*Task set:*
• 1. Summarize the kindness essay in two sentences.
• 2. In the kindness essay, identify every kind of audience the writer mentions speaking to during trips.

*Excerpt to read:*
Kindness Spoken Here

In places where multiple cultures are prevalent, or if it’s a frequent vacation destination, it is not unusual to see signs that say si parla Italiano, se habla Espanol, or even English spoken here. It is a welcome sign when you are in a place that does not speak your language. You know this is a place where you will be understood.

This had me thinking. What if in every household, workplace and commercial location, there was a sign posted, Kindness Spoken Here. Here, we watch, listen, care and respond with kindness, concern and respect.

Imagine how things would be different.

I travel during many weeks every year, so many weeks that Southwest Airlines and Marriott really like me. But it’s not the reward points that I review at the end of each trip, it’s the behaviors of those around me. In all of my trips speaking to groups, organizations, parents and CEOs, I routinely have the opportunity to witness how we interact and communicate with each other. Most of us are moving through life on a mission – head down and pushing ahead or looking at a phone walking in a way that would not pass a sobriety test. We are unaware of others, bumping into them, racing to beat them to a line, ensuring that we get what we want before assessing or responding to what they want. Rarely do we watch for the places to help others, let alone even acknowledge them. If one of the most important things we can do in life is to notice, encourage and support the greatness in others, it can’t happen if we aren’t aware of and committed to kindness in our interactions. Kindness is the key to the door to connection and relationship.

How do you develop the Kindness Spoken Here mindset? Here are three ideas.

  1. Don’t be cheap with a smile. This is the best and most inexpensive value builder on the planet. When you smile, you positively affect the moods of others. It is called emotional contagion. When you smile, you subconsciously invite others to join you in a positive and supportive emotion. As you smile and receive one back, you are also benefited from your action. And another benefit: it has the power to relax or undo a negative emotion in someone else.

*Supplied information:*
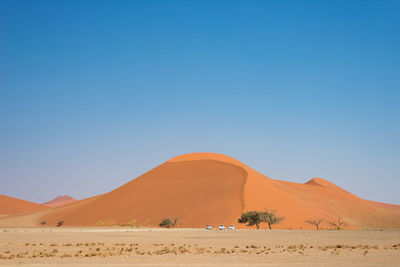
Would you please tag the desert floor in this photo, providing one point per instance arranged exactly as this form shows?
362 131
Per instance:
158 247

...

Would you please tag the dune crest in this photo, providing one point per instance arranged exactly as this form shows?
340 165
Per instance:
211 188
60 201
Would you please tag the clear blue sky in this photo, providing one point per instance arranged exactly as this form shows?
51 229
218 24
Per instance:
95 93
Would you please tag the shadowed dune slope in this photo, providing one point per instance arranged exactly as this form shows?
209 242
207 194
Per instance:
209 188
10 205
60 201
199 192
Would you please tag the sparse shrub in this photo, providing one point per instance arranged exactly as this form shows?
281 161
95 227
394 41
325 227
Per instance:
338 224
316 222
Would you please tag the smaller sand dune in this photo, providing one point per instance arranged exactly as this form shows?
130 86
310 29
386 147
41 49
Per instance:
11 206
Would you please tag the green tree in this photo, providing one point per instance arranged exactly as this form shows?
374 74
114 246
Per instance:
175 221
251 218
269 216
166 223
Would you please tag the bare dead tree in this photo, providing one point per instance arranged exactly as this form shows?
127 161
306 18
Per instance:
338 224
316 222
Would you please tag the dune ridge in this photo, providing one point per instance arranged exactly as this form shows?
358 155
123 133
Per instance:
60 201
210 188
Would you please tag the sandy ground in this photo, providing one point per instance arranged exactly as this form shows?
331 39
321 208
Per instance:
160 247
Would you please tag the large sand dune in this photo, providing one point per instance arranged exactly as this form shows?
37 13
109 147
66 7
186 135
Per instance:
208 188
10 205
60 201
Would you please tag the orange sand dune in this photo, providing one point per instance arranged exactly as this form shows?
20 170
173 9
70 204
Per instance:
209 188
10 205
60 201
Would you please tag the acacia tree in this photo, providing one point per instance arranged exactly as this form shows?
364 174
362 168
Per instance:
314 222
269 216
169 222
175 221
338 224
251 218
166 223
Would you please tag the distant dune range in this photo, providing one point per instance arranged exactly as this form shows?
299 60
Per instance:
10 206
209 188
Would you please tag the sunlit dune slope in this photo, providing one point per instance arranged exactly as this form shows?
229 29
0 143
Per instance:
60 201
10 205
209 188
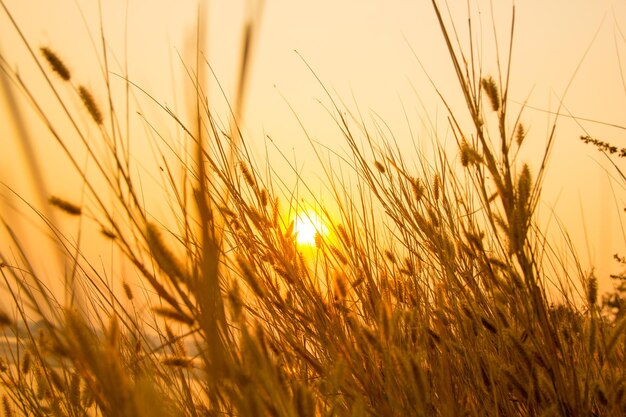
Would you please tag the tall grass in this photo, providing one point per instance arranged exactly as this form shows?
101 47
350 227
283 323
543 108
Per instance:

...

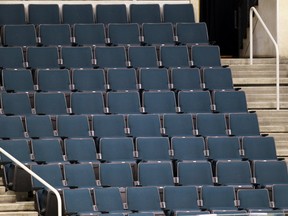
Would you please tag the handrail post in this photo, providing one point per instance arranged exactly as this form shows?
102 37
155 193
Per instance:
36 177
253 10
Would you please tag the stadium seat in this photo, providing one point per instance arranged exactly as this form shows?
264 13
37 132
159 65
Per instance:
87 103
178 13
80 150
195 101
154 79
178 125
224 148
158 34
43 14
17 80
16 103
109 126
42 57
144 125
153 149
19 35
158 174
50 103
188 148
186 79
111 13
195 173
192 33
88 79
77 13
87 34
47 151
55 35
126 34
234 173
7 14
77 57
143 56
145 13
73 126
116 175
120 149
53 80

*Task-by-task outputs:*
• 1. The writer imagines every household, workplace and commercial location posting a sign reading "Kindness Spoken Here," much like signs announcing that a language is spoken. Having observed on frequent trips that most people move through life unaware of others and rarely look for ways to help them, the writer calls kindness the key to connection and suggests ways to build this mindset, beginning with smiling freely, which lifts others' moods through emotional contagion and also benefits the one who smiles.

• 2.
- Groups
- Organizations
- Parents
- CEOs